Work instructions: Reproduce the data in the stretch from the line containing "Kindly outline every instance of the shirt" through the line containing "M 468 86 L 469", both ends included, with the requests left as they are and every coordinate in the path answers multiplied by 1.5 and rounded to the nearest whole number, halves rounded up.

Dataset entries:
# # # # # # #

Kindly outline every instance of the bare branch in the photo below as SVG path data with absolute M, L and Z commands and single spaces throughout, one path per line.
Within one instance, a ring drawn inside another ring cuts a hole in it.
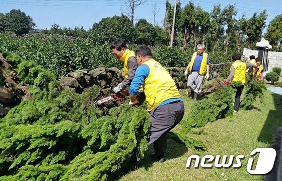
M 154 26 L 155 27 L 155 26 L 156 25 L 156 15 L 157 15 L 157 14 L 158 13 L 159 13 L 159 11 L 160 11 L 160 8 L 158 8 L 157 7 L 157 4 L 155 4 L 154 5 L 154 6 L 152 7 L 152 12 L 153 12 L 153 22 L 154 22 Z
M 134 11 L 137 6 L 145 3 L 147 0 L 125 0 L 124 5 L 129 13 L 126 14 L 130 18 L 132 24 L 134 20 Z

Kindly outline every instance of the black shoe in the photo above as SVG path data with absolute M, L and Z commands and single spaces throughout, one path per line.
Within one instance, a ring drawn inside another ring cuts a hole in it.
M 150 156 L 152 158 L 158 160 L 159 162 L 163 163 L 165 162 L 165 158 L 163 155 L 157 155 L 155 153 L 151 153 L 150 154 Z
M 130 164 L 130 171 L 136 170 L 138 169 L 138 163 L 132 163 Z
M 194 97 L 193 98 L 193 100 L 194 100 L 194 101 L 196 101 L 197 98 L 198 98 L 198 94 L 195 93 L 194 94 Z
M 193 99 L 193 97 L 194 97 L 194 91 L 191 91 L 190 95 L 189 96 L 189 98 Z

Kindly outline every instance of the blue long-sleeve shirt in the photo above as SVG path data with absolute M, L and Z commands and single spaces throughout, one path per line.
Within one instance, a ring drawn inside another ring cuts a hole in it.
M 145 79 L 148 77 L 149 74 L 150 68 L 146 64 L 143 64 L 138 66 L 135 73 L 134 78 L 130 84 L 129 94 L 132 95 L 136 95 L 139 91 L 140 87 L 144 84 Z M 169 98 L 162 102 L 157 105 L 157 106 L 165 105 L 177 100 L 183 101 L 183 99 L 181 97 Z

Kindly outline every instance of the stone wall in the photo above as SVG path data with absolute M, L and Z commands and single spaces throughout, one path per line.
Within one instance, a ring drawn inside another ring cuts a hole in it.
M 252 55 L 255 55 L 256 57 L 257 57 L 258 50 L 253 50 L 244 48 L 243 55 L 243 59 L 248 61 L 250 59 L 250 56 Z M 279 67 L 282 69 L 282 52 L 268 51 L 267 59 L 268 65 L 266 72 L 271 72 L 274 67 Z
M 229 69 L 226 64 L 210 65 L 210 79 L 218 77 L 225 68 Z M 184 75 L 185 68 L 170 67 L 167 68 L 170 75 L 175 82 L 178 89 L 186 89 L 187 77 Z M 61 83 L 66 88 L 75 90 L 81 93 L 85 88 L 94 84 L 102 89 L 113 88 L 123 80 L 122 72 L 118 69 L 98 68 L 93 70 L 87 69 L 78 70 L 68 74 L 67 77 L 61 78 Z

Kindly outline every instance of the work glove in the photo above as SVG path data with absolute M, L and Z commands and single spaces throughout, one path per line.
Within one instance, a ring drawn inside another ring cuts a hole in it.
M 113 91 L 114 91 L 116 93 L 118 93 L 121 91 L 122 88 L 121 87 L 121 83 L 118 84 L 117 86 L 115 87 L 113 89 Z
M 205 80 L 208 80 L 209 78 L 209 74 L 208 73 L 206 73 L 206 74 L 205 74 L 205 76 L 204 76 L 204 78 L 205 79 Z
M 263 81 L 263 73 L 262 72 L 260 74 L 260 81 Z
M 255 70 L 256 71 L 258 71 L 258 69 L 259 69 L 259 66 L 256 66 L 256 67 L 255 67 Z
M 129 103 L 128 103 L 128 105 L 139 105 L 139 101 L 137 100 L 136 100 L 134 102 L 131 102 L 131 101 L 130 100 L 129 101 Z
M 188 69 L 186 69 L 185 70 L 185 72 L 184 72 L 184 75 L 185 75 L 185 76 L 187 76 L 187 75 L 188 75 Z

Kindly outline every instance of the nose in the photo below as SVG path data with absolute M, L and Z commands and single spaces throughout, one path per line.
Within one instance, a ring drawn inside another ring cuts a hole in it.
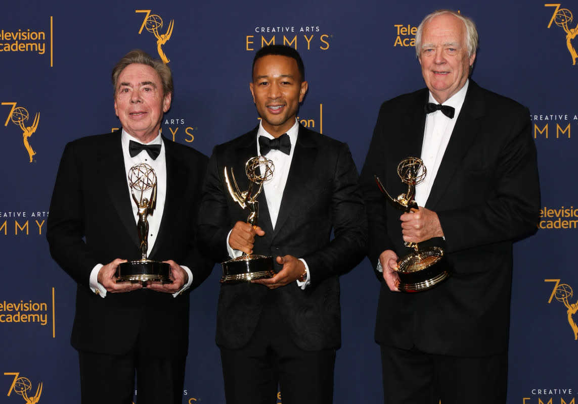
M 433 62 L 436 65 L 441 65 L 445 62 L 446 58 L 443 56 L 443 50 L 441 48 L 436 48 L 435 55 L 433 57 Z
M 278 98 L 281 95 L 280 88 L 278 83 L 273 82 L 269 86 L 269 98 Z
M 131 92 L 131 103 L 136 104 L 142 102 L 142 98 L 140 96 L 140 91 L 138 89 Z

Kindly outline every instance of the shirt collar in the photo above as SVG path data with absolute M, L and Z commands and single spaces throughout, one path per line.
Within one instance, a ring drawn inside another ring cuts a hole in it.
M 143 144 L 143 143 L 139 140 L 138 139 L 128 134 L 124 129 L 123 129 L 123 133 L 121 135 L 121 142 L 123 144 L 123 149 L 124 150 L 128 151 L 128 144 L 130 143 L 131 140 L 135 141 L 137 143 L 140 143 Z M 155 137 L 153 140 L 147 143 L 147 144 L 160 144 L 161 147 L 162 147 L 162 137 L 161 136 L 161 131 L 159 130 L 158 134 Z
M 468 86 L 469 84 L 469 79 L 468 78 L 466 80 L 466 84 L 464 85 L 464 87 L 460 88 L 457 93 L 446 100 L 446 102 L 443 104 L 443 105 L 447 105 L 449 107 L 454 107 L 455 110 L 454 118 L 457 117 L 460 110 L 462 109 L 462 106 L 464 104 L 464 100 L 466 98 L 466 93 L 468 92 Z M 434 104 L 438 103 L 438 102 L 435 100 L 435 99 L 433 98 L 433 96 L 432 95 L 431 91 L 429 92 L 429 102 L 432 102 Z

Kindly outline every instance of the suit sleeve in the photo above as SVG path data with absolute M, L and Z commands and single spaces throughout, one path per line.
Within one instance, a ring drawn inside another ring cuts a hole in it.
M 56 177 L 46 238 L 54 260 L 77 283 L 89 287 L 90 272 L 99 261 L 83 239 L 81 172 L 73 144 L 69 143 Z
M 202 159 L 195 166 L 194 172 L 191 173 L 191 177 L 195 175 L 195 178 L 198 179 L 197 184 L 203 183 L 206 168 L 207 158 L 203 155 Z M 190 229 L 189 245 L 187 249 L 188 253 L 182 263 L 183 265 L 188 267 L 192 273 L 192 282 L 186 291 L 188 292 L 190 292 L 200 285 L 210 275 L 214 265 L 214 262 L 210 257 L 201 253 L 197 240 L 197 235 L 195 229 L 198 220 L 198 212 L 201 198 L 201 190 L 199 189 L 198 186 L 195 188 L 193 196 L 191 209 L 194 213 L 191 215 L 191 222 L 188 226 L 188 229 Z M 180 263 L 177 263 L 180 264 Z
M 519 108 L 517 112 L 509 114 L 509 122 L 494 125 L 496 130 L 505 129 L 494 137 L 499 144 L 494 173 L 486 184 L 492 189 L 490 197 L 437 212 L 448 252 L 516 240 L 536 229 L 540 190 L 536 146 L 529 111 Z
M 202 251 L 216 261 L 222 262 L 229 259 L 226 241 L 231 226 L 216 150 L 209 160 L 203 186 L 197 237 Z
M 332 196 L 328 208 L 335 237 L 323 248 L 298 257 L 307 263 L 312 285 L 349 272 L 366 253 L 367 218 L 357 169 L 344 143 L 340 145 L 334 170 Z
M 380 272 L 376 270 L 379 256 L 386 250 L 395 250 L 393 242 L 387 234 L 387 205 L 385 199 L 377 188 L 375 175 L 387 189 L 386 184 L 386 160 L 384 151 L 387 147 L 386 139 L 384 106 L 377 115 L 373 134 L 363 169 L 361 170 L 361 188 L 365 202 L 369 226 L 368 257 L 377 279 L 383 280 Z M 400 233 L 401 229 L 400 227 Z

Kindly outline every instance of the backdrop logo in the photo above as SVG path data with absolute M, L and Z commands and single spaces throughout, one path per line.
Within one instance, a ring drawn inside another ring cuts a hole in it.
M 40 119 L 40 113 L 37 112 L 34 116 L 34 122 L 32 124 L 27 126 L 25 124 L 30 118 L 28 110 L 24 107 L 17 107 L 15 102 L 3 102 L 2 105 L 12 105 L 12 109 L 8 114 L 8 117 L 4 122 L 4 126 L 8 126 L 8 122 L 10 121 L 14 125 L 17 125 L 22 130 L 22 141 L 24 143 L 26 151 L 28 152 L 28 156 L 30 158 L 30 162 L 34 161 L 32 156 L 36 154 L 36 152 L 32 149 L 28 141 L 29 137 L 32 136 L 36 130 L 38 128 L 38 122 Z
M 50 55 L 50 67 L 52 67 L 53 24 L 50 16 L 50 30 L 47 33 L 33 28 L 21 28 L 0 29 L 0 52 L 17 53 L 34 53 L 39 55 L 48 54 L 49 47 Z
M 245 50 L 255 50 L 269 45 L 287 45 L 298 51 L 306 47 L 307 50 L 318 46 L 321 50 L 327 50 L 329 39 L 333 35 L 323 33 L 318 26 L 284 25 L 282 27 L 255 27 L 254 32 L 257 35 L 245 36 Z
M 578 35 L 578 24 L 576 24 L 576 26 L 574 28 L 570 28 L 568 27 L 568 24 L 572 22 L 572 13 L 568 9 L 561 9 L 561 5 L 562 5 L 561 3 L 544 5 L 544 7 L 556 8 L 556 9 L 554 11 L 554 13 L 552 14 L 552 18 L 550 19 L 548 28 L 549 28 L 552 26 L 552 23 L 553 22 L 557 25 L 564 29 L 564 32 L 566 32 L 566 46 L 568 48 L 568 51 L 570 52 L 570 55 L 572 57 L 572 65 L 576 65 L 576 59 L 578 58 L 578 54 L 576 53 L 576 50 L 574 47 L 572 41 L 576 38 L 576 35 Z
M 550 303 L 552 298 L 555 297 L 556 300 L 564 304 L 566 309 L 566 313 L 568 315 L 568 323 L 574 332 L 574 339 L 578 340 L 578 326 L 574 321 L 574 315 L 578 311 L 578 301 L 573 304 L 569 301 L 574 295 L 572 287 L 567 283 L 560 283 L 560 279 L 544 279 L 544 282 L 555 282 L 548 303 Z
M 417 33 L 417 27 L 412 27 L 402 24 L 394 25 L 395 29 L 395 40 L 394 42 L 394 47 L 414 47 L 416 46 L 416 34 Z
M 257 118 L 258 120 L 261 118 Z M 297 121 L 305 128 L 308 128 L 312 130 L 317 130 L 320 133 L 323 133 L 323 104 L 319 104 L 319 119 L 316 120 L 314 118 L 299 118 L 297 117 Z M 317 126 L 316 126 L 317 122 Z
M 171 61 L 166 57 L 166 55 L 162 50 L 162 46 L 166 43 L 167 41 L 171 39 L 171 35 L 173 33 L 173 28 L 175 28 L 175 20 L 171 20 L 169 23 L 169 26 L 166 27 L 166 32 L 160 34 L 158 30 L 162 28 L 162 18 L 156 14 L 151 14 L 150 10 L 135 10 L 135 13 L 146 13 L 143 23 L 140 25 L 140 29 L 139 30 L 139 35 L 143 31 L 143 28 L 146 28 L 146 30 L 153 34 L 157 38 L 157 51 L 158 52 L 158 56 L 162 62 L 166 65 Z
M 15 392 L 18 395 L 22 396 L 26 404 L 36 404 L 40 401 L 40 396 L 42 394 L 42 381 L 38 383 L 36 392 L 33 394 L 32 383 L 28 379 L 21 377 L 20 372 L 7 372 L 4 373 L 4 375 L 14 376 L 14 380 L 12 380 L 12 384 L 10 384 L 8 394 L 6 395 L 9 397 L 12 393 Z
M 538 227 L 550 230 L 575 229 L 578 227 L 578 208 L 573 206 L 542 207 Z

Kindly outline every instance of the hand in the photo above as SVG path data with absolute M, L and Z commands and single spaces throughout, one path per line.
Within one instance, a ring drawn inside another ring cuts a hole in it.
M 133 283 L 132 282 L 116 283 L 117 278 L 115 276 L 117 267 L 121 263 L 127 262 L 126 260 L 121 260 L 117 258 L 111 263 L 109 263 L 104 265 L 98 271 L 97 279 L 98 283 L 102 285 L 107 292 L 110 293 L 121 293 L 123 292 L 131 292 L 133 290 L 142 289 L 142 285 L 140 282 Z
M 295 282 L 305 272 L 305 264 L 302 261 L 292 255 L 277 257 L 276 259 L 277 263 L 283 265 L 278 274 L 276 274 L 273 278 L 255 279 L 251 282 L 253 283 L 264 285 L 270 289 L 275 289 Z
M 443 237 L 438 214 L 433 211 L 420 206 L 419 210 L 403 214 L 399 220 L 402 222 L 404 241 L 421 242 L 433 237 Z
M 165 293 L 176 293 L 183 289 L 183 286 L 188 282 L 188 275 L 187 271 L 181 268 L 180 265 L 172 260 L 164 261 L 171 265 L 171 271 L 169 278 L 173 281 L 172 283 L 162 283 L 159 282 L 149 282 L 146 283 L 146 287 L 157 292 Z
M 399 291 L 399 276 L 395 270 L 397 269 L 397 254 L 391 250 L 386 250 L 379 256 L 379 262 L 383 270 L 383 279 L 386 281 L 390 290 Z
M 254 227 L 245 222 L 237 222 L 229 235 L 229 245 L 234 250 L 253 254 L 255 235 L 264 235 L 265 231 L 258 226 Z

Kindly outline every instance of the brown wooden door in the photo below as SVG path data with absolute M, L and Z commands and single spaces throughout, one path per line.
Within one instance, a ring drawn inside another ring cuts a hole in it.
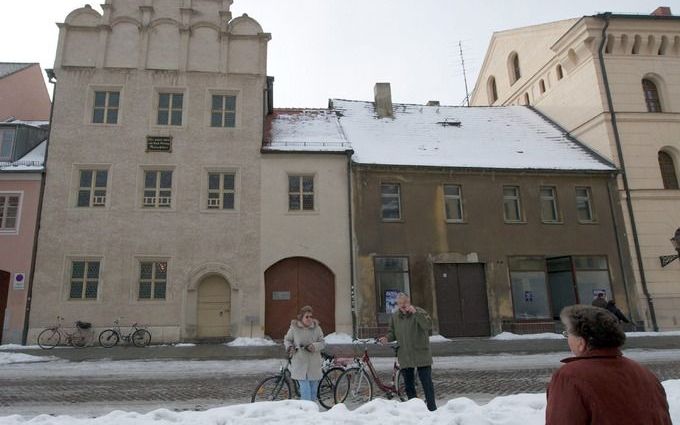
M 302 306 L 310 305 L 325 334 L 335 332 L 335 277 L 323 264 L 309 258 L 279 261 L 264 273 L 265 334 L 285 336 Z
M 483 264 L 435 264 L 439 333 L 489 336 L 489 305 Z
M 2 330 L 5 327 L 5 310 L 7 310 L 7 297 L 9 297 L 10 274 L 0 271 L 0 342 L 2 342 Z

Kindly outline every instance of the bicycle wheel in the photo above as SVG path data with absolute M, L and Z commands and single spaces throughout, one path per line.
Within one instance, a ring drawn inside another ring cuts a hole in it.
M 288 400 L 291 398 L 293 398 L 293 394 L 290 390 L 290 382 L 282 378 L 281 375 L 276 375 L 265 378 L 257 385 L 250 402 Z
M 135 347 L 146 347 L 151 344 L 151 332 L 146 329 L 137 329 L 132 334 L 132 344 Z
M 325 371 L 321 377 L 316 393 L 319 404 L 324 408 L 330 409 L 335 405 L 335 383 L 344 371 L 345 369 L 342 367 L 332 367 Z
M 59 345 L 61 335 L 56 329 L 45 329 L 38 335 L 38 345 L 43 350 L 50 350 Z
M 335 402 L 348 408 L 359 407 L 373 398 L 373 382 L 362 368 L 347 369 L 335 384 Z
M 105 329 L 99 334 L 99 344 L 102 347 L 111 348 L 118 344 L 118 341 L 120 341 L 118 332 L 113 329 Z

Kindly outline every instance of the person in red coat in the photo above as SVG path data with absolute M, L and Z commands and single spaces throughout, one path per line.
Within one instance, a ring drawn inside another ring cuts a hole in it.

# # # # # # #

Full answer:
Kindly outline every instance of the shirt collar in the photo above as SVG path data with absolute M, L and Z commands and single spaces throughout, one path per line.
Within one instance, a ring drawn inside another ring cuts a hole in it.
M 215 216 L 215 215 L 209 210 L 207 209 L 192 201 L 186 194 L 185 194 L 185 200 L 182 203 L 182 213 L 185 216 L 185 224 L 186 225 L 192 227 L 192 216 L 195 215 L 197 210 L 203 212 L 206 215 L 210 215 Z M 233 206 L 230 210 L 221 215 L 221 216 L 240 216 L 242 221 L 243 221 L 243 206 L 242 204 L 242 197 L 239 195 L 237 201 Z
M 702 129 L 704 126 L 704 119 L 702 117 L 699 120 L 699 126 L 696 128 L 696 131 L 690 132 L 686 140 L 669 150 L 669 153 L 665 156 L 665 158 L 671 158 L 674 161 L 681 161 L 683 165 L 681 177 L 686 176 L 690 165 L 693 164 L 693 159 L 696 156 L 696 150 L 699 147 L 699 140 L 702 138 Z M 651 156 L 657 155 L 657 153 L 653 150 L 653 149 L 650 147 L 650 144 L 648 143 L 647 137 L 644 138 L 644 153 L 648 153 Z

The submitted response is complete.